■ **Source passage**:
⁂

The Pain of Reformation
Spenser, Vulnerability, and the Ethics of Masculinity
Format:Hardback
Publisher:Fordham University Press
Published:1st May '12
Currently unavailable, and unfortunately no date known when it will be back
The Pain of Reformation argues that Edmund Spenser’s 1590 Faerie Queene represents an extended meditation on emerging notions of physical, social, and affective vulnerability in Renaissance England. Histories of violence, trauma, and injury have dominated literary studies, often obscuring vulnerability, or an openness to sensation, affect, and aesthetics that includes a wide range of pleasures and pains. This book approaches early modern sensations through the rubric of the vulnerable body, explores the emergence of notions of shared vulnerability, and illuminates a larger constellation of masculinity and ethics in post-Reformation England.

⁂

Stored dataset items
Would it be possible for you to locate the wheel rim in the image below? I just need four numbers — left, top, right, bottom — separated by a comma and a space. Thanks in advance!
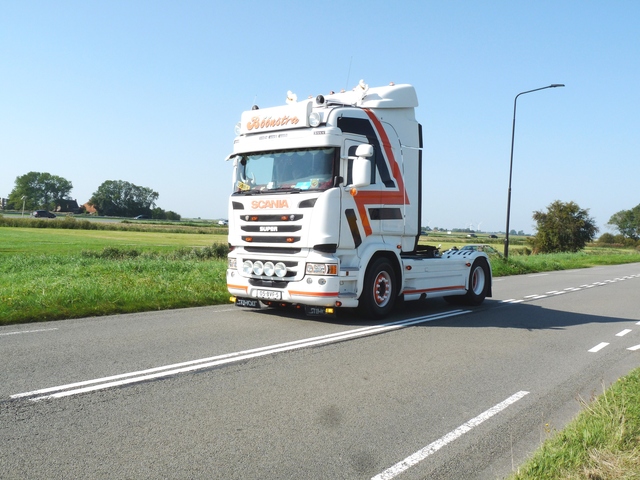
373, 272, 391, 307
471, 267, 485, 295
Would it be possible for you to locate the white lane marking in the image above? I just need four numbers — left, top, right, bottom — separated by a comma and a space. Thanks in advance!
11, 310, 471, 401
589, 342, 609, 353
371, 391, 529, 480
0, 328, 57, 337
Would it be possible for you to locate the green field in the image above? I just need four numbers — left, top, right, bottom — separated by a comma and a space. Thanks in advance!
0, 228, 227, 258
0, 221, 640, 480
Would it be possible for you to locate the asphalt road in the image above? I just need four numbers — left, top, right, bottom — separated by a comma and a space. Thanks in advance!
0, 264, 640, 480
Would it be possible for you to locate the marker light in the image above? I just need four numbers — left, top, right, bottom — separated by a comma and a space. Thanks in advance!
305, 263, 338, 275
309, 112, 320, 127
253, 260, 264, 275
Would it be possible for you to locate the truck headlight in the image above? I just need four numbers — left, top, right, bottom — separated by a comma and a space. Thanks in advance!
253, 260, 264, 275
242, 260, 253, 275
274, 262, 287, 278
305, 263, 338, 275
264, 262, 275, 277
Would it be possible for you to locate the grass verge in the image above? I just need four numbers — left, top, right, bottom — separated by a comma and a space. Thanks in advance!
509, 369, 640, 480
0, 245, 229, 325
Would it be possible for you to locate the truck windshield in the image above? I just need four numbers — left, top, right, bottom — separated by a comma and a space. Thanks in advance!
234, 147, 336, 194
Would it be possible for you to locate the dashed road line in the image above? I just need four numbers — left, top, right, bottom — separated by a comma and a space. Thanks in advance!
11, 310, 471, 401
371, 391, 529, 480
0, 328, 58, 337
588, 342, 609, 353
501, 274, 640, 306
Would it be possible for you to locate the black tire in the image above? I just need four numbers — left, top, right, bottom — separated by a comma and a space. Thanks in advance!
462, 257, 491, 306
358, 257, 398, 318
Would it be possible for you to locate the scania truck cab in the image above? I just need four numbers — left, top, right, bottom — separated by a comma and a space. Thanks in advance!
227, 81, 491, 318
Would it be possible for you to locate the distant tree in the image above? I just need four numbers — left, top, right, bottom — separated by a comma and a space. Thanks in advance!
89, 180, 159, 217
7, 172, 73, 210
608, 204, 640, 240
151, 207, 182, 221
530, 200, 598, 253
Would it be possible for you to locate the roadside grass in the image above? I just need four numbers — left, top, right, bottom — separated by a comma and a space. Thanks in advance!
491, 247, 640, 277
0, 249, 229, 325
0, 222, 640, 480
0, 224, 640, 325
0, 225, 227, 255
509, 369, 640, 480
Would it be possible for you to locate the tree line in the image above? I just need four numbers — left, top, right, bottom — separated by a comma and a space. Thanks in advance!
6, 172, 180, 220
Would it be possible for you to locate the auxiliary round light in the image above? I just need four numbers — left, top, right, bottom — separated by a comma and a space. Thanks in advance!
253, 260, 264, 275
274, 262, 287, 278
264, 262, 276, 277
309, 112, 320, 127
242, 260, 253, 275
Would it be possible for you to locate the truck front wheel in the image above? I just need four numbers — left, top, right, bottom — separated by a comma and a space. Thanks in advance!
358, 257, 397, 318
464, 258, 491, 305
444, 258, 491, 306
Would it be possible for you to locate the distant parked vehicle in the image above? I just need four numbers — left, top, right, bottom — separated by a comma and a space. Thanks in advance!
31, 210, 56, 218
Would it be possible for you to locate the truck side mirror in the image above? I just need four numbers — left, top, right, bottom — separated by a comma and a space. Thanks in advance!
349, 144, 373, 188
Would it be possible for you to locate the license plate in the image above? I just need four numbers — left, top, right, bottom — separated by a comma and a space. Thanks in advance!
256, 290, 282, 300
236, 298, 260, 308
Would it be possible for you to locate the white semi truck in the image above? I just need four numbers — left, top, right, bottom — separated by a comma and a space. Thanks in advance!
227, 81, 492, 318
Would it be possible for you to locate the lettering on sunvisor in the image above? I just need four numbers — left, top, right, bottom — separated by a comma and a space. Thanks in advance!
251, 200, 289, 210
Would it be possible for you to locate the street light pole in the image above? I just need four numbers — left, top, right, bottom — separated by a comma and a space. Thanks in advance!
504, 83, 564, 259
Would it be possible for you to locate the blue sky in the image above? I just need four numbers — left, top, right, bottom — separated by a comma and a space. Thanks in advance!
0, 0, 640, 233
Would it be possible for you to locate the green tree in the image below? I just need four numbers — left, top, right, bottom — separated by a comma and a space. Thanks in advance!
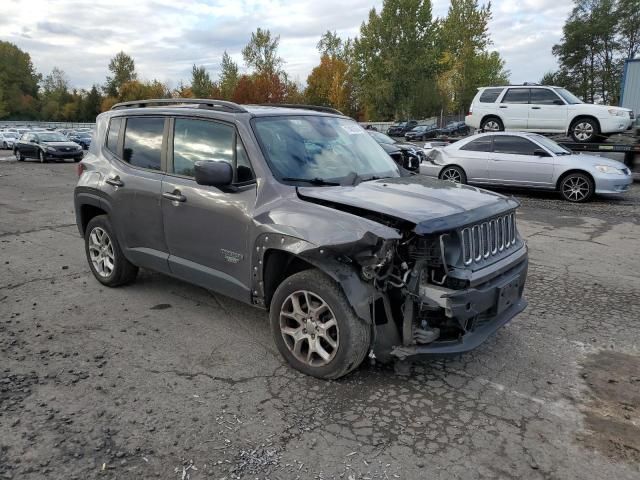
242, 27, 284, 74
0, 41, 40, 120
218, 51, 240, 100
437, 0, 509, 112
105, 51, 138, 97
353, 0, 436, 119
191, 65, 216, 98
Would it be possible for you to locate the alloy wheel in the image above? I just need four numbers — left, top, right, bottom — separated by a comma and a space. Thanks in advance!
280, 290, 340, 367
440, 168, 462, 183
573, 122, 595, 142
89, 227, 115, 278
562, 177, 591, 202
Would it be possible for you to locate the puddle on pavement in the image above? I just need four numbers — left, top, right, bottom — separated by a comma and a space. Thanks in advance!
580, 351, 640, 464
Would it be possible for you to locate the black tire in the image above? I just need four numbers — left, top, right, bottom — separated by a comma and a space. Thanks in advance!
84, 215, 138, 287
438, 165, 467, 184
269, 269, 371, 380
569, 118, 600, 143
480, 117, 504, 132
559, 172, 595, 203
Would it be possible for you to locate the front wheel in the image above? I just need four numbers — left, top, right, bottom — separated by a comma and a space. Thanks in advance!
560, 173, 595, 203
439, 166, 467, 183
84, 215, 138, 287
269, 269, 371, 379
570, 118, 600, 143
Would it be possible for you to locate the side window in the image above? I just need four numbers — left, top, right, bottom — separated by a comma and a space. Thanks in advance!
460, 137, 493, 152
106, 117, 122, 154
531, 88, 564, 105
480, 88, 503, 103
122, 117, 164, 170
493, 135, 540, 155
502, 88, 529, 103
173, 118, 254, 183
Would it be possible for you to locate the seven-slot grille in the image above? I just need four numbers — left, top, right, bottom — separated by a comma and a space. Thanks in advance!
460, 212, 516, 265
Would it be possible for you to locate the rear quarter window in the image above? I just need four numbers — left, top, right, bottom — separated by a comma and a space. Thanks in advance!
479, 88, 504, 103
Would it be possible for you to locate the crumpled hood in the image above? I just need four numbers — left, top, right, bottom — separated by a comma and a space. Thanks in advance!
298, 175, 519, 234
42, 142, 79, 148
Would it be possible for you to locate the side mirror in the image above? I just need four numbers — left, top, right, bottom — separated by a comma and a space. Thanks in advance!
195, 160, 233, 187
533, 148, 551, 157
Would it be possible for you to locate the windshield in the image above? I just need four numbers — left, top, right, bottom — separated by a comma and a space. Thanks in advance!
554, 88, 584, 105
369, 131, 397, 145
530, 135, 572, 155
37, 132, 67, 142
253, 115, 400, 182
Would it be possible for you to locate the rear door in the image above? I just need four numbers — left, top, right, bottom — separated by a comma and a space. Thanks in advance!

⁂

■ **Task 1**:
In the book listing about The Pain of Reformation, which publisher is named?
■ **Task 2**:
Write the next part of the book listing about The Pain of Reformation, picking up after its last sentence.

■ **Reply 1**:
Fordham University Press

■ **Reply 2**:
Spenser’s era grappled with England’s precarious political position in a world tense with religious strife and fundamentally transformed by the doctrinal and cultural sea changes of the Reformation, which had serious implications for how masculinity, affect, and corporeality would be experienced and represented. Intimations of vulnerability often collided with the tropes of heroic poetry, producing a combination of defensiveness, anxiety, and shame. It has been easy to identify predictably violent formations of early modern masculinity but more difficult to see Renaissance literature as an exploration of vulnerability.
The underside of representations of violence in Spenser’s poetry was a contemplation of the precarious lives of subjects in post-Reformation England. Spenser’s adoption of the allegory of Venus disarming Mars, understood in Renaissance Europe as an allegory of peace, indicates that The Faerie Queene is a heroic poem that militates against forms of violence and war that threatened to engulf Europe and devastate an England eager to militarize in response to perceived threats from within and without. In pursuing an analysis, disarmament, and redefinition of masculinity in response to a sense of shared vulnerability, Spenser’s poem reveals itself to be a vital archive of the way gender, violence, pleasure, and pain were understood.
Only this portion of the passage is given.